(Coordinate labeling data)
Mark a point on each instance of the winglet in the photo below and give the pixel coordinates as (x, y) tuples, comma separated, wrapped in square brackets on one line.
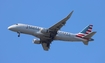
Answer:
[(70, 14)]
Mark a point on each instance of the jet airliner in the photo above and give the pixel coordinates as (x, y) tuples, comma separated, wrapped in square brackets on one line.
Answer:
[(47, 35)]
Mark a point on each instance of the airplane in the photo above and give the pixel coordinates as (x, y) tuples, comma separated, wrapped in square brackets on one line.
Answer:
[(47, 35)]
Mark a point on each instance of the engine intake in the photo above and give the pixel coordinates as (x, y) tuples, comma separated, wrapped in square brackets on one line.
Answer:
[(36, 41), (44, 30)]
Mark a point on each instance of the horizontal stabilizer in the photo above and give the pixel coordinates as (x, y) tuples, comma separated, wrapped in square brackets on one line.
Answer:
[(89, 35)]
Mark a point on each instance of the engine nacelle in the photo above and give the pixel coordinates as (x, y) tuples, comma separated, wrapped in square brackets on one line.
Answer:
[(36, 41), (44, 30)]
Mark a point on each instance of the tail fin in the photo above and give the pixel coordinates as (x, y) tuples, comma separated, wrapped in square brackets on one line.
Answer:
[(88, 37), (86, 34), (87, 30)]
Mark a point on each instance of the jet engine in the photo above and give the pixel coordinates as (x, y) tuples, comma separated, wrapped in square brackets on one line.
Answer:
[(44, 30), (36, 41)]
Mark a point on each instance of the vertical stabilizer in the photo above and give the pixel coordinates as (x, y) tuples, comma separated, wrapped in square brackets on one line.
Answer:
[(87, 30)]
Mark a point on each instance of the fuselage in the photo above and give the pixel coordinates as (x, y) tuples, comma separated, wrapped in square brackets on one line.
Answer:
[(36, 31)]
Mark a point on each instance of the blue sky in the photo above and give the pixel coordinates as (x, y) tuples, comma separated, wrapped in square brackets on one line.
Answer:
[(45, 13)]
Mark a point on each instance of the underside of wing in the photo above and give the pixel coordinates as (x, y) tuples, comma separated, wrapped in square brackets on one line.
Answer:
[(46, 46), (58, 25)]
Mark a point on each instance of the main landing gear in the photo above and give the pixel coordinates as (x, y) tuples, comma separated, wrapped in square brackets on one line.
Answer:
[(18, 34)]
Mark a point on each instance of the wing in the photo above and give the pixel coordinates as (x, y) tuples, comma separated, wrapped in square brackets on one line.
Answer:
[(58, 25), (46, 46)]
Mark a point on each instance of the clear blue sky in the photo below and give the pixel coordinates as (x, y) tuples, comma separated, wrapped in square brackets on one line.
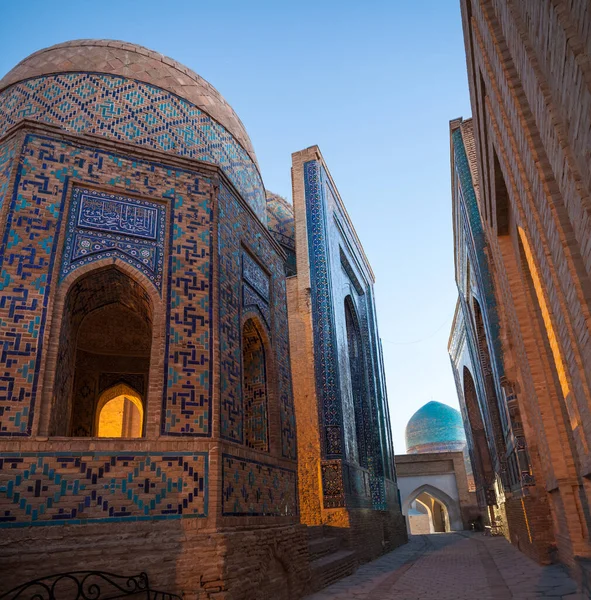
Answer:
[(373, 83)]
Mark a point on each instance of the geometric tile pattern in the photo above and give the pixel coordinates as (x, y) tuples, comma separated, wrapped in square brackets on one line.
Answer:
[(478, 252), (356, 447), (189, 357), (236, 231), (101, 225), (131, 111), (27, 254), (251, 488), (255, 290), (88, 487), (325, 351), (256, 423)]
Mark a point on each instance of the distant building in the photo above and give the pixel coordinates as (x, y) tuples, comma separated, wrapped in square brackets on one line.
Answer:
[(436, 490), (435, 427)]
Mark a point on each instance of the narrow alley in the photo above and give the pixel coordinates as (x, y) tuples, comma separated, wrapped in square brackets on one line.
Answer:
[(454, 566)]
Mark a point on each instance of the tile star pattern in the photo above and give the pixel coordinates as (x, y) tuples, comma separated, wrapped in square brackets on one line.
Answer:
[(88, 487)]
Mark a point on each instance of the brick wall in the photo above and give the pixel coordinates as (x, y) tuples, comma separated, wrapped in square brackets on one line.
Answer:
[(531, 92)]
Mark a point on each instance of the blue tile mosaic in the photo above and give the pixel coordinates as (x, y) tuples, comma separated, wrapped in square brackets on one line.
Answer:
[(131, 111), (102, 225), (55, 488)]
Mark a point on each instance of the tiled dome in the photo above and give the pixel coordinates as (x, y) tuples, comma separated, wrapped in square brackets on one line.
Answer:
[(435, 427), (131, 95), (114, 57)]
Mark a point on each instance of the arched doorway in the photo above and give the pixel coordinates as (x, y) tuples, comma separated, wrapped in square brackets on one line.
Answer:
[(255, 393), (430, 510), (357, 373), (479, 449), (119, 413), (105, 341)]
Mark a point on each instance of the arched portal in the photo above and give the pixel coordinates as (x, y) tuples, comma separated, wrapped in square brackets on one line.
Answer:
[(428, 506), (496, 416), (119, 413), (105, 339), (358, 383), (480, 452), (255, 393)]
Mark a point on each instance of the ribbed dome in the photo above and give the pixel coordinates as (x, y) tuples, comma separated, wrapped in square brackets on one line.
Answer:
[(114, 57), (435, 427)]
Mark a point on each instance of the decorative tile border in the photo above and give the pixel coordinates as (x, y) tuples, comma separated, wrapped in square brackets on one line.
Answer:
[(255, 489), (45, 488)]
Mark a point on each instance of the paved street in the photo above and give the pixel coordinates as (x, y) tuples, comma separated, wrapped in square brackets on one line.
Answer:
[(453, 566)]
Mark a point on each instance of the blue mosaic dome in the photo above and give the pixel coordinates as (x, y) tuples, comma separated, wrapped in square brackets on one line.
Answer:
[(131, 94), (435, 427)]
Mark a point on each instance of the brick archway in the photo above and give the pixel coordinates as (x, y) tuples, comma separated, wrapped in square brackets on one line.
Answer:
[(106, 326)]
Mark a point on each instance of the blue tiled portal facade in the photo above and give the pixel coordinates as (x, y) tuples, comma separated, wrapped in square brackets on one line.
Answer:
[(355, 435), (475, 343)]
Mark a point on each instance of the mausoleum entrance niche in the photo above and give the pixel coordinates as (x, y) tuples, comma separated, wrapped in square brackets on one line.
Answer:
[(358, 382), (427, 515), (104, 357), (254, 370)]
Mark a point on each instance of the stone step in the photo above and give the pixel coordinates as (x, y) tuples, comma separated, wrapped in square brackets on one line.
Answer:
[(330, 568), (322, 546)]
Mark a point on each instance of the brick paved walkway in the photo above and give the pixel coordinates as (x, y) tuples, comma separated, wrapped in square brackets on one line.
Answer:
[(453, 566)]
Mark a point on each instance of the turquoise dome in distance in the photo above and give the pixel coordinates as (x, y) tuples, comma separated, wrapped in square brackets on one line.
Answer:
[(435, 427)]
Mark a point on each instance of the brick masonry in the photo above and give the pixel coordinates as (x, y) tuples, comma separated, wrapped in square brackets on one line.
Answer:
[(346, 472), (531, 98)]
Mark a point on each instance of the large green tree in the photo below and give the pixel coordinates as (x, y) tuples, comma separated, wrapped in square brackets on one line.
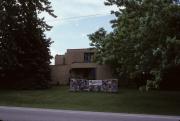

• **INSTRUCTION**: Can you write out, word for word, the lines of the material from the one containing "Mark a point on each instance of the turquoise" through the end of the material, with both ends included and any pictures left out?

• **EXERCISE RESULT**:
Mark a point on each instance of the turquoise dome in distance in the photo above and give the pixel coordinates as (x, y) tuples, comma separated, wrapped in square brackets on one line.
Answer:
[(435, 427)]
Mark a point on each instance of the brick masonry in the photo above and give the pixel coordinates as (x, y) tuples, comma separated, wrapped in square brackets on one line.
Answer:
[(346, 472), (531, 98)]
Mark a point on each instance of the large green tree in the photo below and give the pixel coordinates as (x, y) tuples, comma separated, wrapped in square brackets on one line.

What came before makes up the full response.